* [Problem 1] In the return-to-work text below, how long was the receptionist off work after her accident at home?
* [Problem 2] Decide whether each statement agrees with the return-to-work text below, answering yes or no and quoting the words that settle it: (a) Employers need to make accommodations only for workers who meet the definition of a worker with a disability. (b) When flexibility is a problem, aligning with other companies that have more flexible jobs can be a good option. (c) The receptionist worked at a small company.
* [Problem 3] Copy out the return-to-work text below from "For small and" up to and including "months off work.".

Employers have legal duties to provide reasonable accommodations at work for those workers with disabilities. They also have health and safety duties to protect any particularly sensitive workers and accommodations should be made even if a worker does not fall under the definition of a worker with a disability. Some Member States have more detailed requirements and rehabilitation programmes that apply to workers and their employers.
For small and medium-sized enterprises, a simplified approach can be taken to ensure that workers are provided with information on possible (external) programmes for RTW. Support and education to the worker’s colleagues and supervisors in relation to good communication can also be easily provided, as well as making work requirements more flexible. In cases where flexibility is a problem, a good option can be to align with other companies that have more flexible jobs.
Putting a successful RTW plan into action
A receptionist with osteoarthritis and osteopenia at a medium-sized company successfully returned to work following an accident at home where she suffered fractures in her back, tore her ankle ligaments and stretched the cruciate ligament in her right knee. This resulted in six months off work.

* [Dataset entries]
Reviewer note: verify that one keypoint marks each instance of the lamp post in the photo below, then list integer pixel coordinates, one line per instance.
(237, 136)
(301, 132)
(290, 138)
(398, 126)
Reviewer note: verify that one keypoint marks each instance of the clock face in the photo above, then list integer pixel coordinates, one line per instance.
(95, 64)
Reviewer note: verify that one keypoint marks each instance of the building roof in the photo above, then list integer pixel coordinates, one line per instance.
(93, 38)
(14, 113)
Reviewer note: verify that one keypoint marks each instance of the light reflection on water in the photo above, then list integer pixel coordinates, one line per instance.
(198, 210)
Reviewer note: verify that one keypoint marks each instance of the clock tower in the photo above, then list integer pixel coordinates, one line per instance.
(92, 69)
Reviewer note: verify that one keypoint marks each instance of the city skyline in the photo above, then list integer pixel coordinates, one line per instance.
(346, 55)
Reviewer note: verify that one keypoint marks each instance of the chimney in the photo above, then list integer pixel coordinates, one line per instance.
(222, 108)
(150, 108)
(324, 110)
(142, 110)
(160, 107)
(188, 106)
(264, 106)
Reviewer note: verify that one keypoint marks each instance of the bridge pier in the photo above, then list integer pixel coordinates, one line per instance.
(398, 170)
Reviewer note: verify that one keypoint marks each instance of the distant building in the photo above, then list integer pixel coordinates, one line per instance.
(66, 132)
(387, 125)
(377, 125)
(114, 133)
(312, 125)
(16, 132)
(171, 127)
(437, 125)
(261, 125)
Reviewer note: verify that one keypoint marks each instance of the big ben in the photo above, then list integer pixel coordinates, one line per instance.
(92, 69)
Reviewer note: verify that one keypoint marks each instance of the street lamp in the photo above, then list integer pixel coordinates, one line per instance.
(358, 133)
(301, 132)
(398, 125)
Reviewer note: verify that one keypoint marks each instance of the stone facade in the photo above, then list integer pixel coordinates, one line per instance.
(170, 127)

==

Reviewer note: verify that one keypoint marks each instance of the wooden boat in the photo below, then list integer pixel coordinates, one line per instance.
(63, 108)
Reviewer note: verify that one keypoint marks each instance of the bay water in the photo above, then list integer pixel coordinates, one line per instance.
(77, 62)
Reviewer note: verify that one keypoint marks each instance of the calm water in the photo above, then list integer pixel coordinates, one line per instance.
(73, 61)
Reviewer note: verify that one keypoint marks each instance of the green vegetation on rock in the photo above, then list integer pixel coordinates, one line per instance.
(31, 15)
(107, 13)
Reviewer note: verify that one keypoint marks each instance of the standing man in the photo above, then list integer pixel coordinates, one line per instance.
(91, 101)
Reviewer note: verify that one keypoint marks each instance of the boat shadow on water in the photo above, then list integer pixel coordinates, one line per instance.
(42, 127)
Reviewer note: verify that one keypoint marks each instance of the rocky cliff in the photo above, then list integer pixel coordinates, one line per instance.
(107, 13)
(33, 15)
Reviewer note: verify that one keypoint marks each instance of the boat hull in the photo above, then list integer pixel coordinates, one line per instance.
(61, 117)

* [Final result 1] She was off work for six months.

* [Final result 2]
(a) No: "accommodations should be made even if a worker does not fall under the definition of a worker with a disability"
(b) Yes: "In cases where flexibility is a problem, a good option can be to align with other companies that have more flexible jobs."
(c) No: "at a medium-sized company"

* [Final result 3]
For small and medium-sized enterprises, a simplified approach can be taken to ensure that workers are provided with information on possible (external) programmes for RTW. Support and education to the worker’s colleagues and supervisors in relation to good communication can also be easily provided, as well as making work requirements more flexible. In cases where flexibility is a problem, a good option can be to align with other companies that have more flexible jobs.
Putting a successful RTW plan into action
A receptionist with osteoarthritis and osteopenia at a medium-sized company successfully returned to work following an accident at home where she suffered fractures in her back, tore her ankle ligaments and stretched the cruciate ligament in her right knee. This resulted in six months off work.